• _Instructions to follow_
Arrange the items from the top of the list through the line with "xmin=105 ymin=649 xmax=125 ymax=668" as a two-column CSV with the header item_text,answer. Give one row per item, with its text and its answer each in a single quoted field and all line breaks replaced by spaces.

• _Supplied records_
· · · · ·

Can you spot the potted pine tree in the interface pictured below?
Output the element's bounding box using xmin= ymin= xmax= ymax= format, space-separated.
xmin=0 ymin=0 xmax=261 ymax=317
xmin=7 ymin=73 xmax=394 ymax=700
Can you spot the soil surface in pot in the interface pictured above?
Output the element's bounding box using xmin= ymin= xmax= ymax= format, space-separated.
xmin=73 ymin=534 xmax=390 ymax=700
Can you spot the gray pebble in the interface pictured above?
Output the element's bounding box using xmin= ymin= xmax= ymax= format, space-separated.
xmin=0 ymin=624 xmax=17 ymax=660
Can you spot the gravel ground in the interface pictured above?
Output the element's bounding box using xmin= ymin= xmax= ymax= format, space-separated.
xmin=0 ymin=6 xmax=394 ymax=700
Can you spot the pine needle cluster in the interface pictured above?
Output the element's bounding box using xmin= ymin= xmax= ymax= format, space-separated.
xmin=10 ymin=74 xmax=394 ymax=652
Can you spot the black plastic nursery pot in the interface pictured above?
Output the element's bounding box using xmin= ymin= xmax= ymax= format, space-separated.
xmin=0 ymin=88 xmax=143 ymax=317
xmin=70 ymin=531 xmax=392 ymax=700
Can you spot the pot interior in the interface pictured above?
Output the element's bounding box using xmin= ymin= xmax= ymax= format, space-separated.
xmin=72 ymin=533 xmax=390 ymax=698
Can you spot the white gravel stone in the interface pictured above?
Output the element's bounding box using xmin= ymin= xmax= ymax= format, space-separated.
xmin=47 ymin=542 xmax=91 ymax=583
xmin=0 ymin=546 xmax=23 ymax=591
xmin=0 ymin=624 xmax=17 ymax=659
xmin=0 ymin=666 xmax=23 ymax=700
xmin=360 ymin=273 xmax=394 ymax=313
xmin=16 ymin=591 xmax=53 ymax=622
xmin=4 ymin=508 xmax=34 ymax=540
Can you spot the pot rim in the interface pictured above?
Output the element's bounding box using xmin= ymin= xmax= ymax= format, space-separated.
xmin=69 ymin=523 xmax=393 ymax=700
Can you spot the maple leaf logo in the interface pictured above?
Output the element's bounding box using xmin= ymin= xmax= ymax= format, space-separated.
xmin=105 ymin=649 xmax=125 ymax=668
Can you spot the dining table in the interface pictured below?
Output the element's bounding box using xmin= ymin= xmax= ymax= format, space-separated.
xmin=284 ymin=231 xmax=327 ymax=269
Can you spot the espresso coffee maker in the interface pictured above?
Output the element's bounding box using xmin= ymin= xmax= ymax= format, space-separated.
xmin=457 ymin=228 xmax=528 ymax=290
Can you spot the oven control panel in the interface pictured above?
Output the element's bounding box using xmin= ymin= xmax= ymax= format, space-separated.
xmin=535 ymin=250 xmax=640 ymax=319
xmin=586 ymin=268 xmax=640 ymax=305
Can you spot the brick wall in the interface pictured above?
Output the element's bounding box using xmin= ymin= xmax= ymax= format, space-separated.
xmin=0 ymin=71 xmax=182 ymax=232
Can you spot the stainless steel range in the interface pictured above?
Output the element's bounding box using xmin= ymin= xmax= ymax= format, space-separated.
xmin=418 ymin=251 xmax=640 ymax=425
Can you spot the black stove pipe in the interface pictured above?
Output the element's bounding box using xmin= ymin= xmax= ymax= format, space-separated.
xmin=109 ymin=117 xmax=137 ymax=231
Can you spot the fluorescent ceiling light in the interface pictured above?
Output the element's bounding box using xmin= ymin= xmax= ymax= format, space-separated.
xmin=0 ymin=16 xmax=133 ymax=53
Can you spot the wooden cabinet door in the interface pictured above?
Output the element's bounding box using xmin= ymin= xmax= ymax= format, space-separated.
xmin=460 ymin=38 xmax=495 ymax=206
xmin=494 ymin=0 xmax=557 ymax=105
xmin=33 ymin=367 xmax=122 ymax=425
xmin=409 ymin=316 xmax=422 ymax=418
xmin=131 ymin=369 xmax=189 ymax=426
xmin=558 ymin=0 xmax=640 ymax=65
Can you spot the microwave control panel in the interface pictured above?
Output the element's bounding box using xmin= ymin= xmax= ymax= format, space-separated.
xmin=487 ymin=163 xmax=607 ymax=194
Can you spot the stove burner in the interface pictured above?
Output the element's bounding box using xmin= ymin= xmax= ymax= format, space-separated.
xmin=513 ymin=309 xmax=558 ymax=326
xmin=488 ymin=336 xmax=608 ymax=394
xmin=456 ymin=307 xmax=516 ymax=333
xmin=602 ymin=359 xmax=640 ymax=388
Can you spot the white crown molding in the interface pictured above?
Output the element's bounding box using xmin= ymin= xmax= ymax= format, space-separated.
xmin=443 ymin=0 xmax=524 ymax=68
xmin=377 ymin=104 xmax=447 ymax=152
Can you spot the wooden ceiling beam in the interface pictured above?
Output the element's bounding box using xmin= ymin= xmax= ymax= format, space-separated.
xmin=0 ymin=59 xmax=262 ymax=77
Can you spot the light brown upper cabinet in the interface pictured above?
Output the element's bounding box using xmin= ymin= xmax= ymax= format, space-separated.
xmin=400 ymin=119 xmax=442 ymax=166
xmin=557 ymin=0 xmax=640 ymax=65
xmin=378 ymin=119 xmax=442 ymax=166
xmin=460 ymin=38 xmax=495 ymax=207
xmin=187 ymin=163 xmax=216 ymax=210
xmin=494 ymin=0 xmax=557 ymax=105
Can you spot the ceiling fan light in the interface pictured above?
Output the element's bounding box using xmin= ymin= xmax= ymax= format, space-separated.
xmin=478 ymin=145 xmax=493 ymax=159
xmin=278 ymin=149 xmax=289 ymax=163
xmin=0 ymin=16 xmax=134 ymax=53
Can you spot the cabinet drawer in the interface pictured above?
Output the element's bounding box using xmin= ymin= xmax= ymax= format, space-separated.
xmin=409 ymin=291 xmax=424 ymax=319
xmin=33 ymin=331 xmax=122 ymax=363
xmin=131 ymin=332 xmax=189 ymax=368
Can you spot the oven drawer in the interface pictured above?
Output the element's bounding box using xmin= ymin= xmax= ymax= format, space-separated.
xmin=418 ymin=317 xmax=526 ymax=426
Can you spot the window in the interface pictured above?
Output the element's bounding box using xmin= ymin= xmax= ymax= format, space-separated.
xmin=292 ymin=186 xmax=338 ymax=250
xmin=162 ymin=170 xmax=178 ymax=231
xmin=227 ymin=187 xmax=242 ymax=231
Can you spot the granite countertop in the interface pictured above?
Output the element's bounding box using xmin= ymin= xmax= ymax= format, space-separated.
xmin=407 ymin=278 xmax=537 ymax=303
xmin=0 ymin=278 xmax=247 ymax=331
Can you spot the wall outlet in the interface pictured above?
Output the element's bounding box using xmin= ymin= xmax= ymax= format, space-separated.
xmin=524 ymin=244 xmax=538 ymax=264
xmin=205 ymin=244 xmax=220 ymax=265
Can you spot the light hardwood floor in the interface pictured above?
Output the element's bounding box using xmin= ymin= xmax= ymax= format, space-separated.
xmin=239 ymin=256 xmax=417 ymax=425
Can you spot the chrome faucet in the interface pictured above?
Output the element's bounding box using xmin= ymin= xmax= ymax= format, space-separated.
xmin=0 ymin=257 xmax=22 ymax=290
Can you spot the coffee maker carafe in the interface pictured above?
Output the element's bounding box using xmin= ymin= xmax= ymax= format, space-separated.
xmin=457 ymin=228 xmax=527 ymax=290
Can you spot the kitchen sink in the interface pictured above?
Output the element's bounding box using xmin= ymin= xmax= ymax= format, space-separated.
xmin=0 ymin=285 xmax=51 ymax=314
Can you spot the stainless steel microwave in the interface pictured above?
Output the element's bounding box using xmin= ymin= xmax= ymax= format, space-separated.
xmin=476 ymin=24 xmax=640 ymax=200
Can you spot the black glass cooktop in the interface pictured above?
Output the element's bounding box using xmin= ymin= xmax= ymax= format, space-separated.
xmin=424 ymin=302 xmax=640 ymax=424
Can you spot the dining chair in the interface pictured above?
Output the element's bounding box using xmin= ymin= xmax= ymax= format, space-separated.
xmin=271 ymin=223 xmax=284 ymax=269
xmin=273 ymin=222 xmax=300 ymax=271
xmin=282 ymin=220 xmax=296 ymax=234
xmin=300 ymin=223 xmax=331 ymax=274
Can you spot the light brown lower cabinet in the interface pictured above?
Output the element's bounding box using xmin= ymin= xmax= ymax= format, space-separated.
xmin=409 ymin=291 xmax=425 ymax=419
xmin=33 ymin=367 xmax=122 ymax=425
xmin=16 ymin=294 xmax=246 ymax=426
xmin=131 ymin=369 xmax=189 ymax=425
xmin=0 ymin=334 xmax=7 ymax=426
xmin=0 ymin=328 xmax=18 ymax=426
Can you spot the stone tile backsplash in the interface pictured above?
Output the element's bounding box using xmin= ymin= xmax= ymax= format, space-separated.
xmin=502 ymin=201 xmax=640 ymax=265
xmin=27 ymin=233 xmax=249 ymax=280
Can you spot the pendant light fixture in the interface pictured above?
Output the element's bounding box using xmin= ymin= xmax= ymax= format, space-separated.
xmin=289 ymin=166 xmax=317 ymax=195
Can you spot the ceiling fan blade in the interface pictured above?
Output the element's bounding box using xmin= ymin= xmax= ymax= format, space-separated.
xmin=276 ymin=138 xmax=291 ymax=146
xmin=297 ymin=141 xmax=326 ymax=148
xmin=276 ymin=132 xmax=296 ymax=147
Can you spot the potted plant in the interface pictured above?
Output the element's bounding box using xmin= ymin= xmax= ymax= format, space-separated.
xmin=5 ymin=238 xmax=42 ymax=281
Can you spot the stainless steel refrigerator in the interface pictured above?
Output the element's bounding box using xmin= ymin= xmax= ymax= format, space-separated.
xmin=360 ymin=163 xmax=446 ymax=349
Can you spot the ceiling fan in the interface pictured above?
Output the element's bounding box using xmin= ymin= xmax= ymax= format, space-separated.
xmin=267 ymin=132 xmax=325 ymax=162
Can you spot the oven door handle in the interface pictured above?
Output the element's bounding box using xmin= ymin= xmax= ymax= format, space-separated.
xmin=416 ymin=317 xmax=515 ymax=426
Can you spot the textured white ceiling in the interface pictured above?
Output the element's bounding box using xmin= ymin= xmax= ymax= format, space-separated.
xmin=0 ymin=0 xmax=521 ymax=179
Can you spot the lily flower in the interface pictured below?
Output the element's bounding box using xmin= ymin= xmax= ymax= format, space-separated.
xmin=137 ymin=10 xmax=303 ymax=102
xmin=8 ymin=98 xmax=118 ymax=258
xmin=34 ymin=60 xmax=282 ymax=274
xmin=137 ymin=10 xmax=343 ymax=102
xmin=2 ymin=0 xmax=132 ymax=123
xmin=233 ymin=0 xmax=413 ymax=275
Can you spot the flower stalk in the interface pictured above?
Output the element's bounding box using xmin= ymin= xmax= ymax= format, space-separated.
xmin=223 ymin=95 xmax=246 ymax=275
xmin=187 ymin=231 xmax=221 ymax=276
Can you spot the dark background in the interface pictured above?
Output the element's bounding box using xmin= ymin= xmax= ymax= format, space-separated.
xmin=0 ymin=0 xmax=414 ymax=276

· · · · ·

• _Answer for this exercise_
item_text,answer
"Can you spot the potted pine tree in the interface pictured below? Output the element's bounding box using xmin= ymin= xmax= ymax= format, space-separated.","xmin=0 ymin=0 xmax=261 ymax=317 xmin=7 ymin=73 xmax=394 ymax=700"
"Can you spot the soil surface in pot in the interface pictured above? Output the element's bounding box using xmin= ymin= xmax= ymax= format, space-separated.","xmin=73 ymin=534 xmax=390 ymax=700"
"Can you spot the gray pebble in the interface pictured above? Output the element's bounding box using xmin= ymin= xmax= ymax= format, space-separated.","xmin=0 ymin=624 xmax=17 ymax=660"
"Can you spot the gravel ground in the interface pictured above? Output the element's bounding box using xmin= ymin= xmax= ymax= format, space-separated.","xmin=0 ymin=6 xmax=394 ymax=700"
"Can you spot the pine needle cluster in the interface pictured above? Output the element's bounding box using xmin= ymin= xmax= ymax= format, space-separated.","xmin=10 ymin=74 xmax=394 ymax=652"
"Can you spot the black plastic nursery pot in the interface pictured above? Output the element's bounding box using xmin= ymin= xmax= ymax= format, space-separated.","xmin=0 ymin=88 xmax=143 ymax=317 xmin=70 ymin=531 xmax=392 ymax=700"
"Can you spot the pot interior in the interface pictured above? Output the element's bounding box using xmin= ymin= xmax= ymax= format, space-separated.","xmin=72 ymin=533 xmax=390 ymax=698"
"Can you spot the white gravel stone in the interface pictured above? Output the element's bounding box using xmin= ymin= xmax= ymax= format, space-separated.","xmin=47 ymin=542 xmax=91 ymax=583 xmin=0 ymin=546 xmax=23 ymax=591 xmin=0 ymin=624 xmax=17 ymax=659 xmin=0 ymin=666 xmax=23 ymax=700 xmin=360 ymin=273 xmax=394 ymax=313 xmin=16 ymin=591 xmax=53 ymax=622 xmin=4 ymin=508 xmax=34 ymax=540"
"Can you spot the pot rim in the interface pictured above? Output the element's bounding box using xmin= ymin= xmax= ymax= format, space-separated.","xmin=69 ymin=523 xmax=393 ymax=700"
"Can you spot the maple leaf logo in the interface pictured above? Output the element's bounding box using xmin= ymin= xmax= ymax= format, space-separated.","xmin=105 ymin=649 xmax=125 ymax=668"